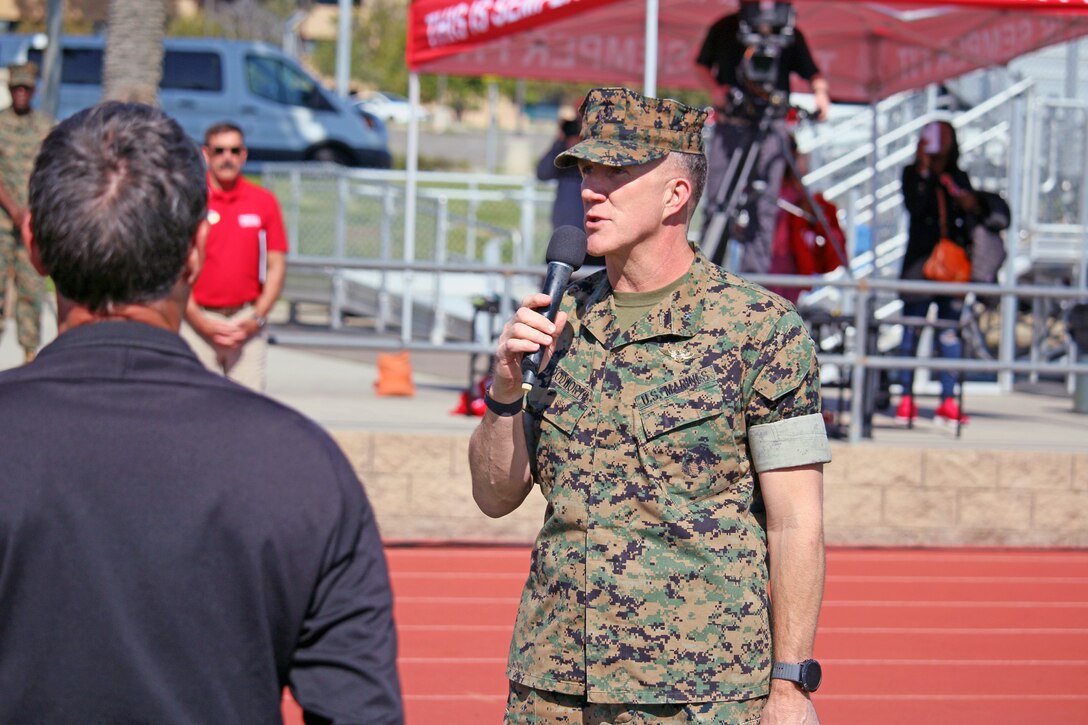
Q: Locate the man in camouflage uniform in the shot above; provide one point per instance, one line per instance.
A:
(678, 439)
(22, 130)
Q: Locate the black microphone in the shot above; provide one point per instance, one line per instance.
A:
(566, 250)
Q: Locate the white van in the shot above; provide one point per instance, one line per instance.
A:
(286, 115)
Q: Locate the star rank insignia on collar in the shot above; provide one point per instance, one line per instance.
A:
(678, 354)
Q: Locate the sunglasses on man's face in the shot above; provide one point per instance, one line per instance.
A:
(220, 150)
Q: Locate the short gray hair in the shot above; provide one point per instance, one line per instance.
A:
(116, 196)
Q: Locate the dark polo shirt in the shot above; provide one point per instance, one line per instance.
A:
(175, 548)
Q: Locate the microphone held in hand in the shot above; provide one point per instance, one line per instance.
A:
(565, 254)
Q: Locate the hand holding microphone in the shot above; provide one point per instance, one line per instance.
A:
(565, 254)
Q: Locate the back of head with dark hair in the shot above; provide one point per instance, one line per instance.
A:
(222, 127)
(116, 196)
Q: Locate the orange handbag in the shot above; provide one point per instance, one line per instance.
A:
(948, 261)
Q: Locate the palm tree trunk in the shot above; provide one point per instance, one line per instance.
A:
(133, 65)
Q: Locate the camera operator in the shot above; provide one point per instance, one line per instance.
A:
(567, 208)
(745, 63)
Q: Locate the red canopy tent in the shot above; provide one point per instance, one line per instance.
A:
(867, 50)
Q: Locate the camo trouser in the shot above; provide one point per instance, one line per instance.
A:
(28, 291)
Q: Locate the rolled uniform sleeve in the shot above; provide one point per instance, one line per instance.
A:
(784, 424)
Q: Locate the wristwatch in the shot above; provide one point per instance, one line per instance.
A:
(806, 674)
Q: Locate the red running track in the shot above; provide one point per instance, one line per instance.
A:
(905, 636)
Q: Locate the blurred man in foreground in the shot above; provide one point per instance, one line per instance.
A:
(173, 547)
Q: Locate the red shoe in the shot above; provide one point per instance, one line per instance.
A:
(906, 412)
(949, 413)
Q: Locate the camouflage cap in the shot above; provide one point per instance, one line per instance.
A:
(23, 74)
(620, 127)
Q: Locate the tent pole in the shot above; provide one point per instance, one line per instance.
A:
(650, 62)
(344, 49)
(410, 185)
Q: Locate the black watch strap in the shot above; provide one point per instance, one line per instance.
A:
(806, 674)
(503, 409)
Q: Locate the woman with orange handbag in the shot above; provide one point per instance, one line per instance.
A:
(940, 200)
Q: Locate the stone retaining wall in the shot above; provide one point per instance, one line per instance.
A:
(874, 495)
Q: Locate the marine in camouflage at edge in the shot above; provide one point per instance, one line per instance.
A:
(642, 457)
(20, 138)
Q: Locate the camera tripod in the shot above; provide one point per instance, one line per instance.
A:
(737, 187)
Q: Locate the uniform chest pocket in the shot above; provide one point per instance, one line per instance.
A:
(554, 444)
(687, 444)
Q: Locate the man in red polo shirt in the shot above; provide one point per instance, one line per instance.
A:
(245, 262)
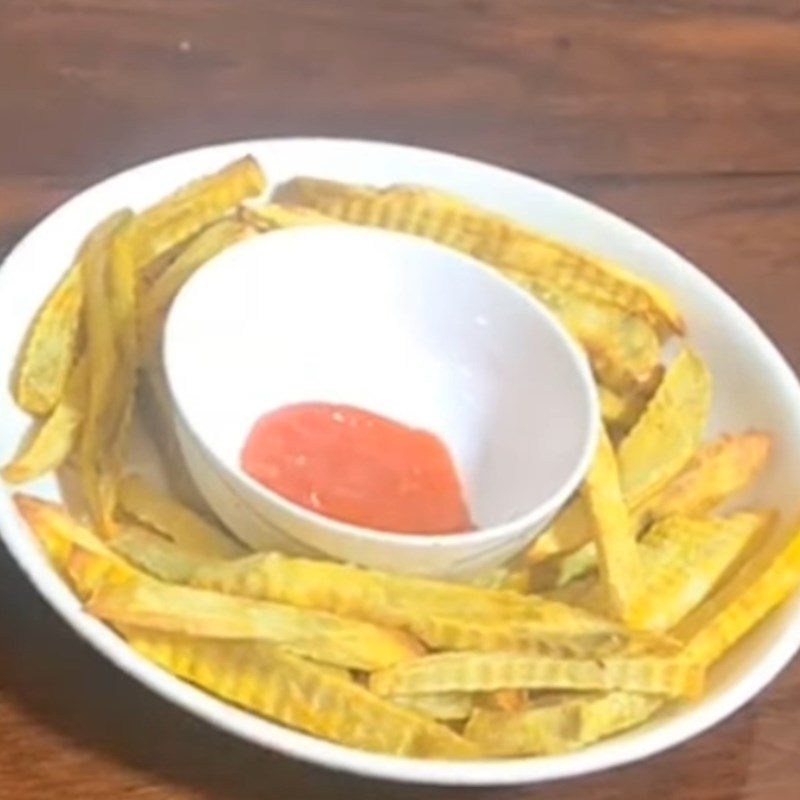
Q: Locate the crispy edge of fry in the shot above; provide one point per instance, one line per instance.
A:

**Problem description:**
Set aside the pictures. Then return every line of the material above verbatim.

**Reply:**
Q: Locate the man in camouflage uniform in the shot above; provide one point per instance, one line per instance.
A:
(678, 439)
(22, 130)
Q: Locate the black microphone in the shot above; provide one point per instance, one line per instance.
A:
(566, 250)
Q: Locate the white van in the shot above; provide one point per instance, one line per instance.
A:
(286, 115)
Q: Locate the star rank insignia on collar in the shot above; provide one point per instance, one line per instance.
A:
(678, 354)
Q: Locate the sunglasses on man's face in the shot above; provide one point per instance, one line per instance.
A:
(220, 150)
Q: Locate the short gray hair in the shot above; provide one point per instance, one line per instance.
A:
(116, 196)
Q: Locate the dark polo shirt in the shot above; provide one point per instance, one line per instance.
A:
(175, 548)
Q: Locate the microphone held in hand in the shot above; provide one point per instance, one line per instance.
A:
(565, 254)
Q: Locate the hand holding microphone in the shot above; provide one point per instance, one line per instance.
A:
(565, 254)
Q: Locate the back of head with dark hair in the shot above; provide one point per instance, one line per instance.
A:
(222, 127)
(116, 196)
Q: Locate the orange handbag in the shot above; provide one point per instance, one line per instance.
A:
(948, 261)
Q: Locate the palm tree trunk in the shot above; provide one point per instance, one line per instance.
A:
(133, 65)
Q: Locate the camera operator in the shot above; provide one point per instance, one line per instance.
A:
(567, 208)
(745, 63)
Q: Locate the red canopy tent in the shot above; provide one point per instance, one line per instance.
A:
(867, 50)
Q: Locate the camo trouser in the shot above; provide one point per instance, one line per instance.
A:
(28, 291)
Q: Locate the rolled uniform sleeve in the shot above; provide one point per instance, one line per instance.
A:
(784, 424)
Q: Locate the wristwatch in the shot above; provide one point per instance, one line per instance.
A:
(806, 674)
Q: Locate the red running track in the shot above; provide one point per instance, one line per instance.
A:
(905, 636)
Q: Locate the blurred man in foreground in the shot above; provide one point per instance, one line per instance.
A:
(173, 547)
Q: Locate the red shoe in the shot above; provide one point per instance, one line per instance.
A:
(906, 412)
(949, 413)
Q: Locate the camouflage cap in the shot above; provide one point per instance, one line per instance.
A:
(23, 74)
(620, 127)
Q: Locate the tent pole in the shot above; provide one point per instance, one line per instance.
A:
(650, 62)
(344, 49)
(410, 185)
Q: Locate the black watch strap in the shot above; provide one point per instance, one line per instance.
A:
(806, 674)
(503, 409)
Q: Locate the woman with orange handbag in the shot above; provide one point per instance, one line per instance.
A:
(940, 200)
Q: Locate the stone retaining wall in the shot above; provide one point per instance, one line per instance.
A:
(874, 495)
Q: Locate the marine in camouflage at edge in the shot above; provide one point per instance, one line per instance.
A:
(642, 457)
(20, 138)
Q: Locate the camera tripod in the shot above; provide one point per instance, one line per instance.
A:
(737, 187)
Q: Locate the uniform chest pocket in the shot above; provide one point per instance, one line per instance.
A:
(554, 444)
(687, 444)
Q: Locate the man in red polo shirt in the shot above; provide one point per instance, one line per instance.
A:
(245, 262)
Q: Locate the crispy edge of fry in the shot above; provide one point per instance, one line per instance.
A:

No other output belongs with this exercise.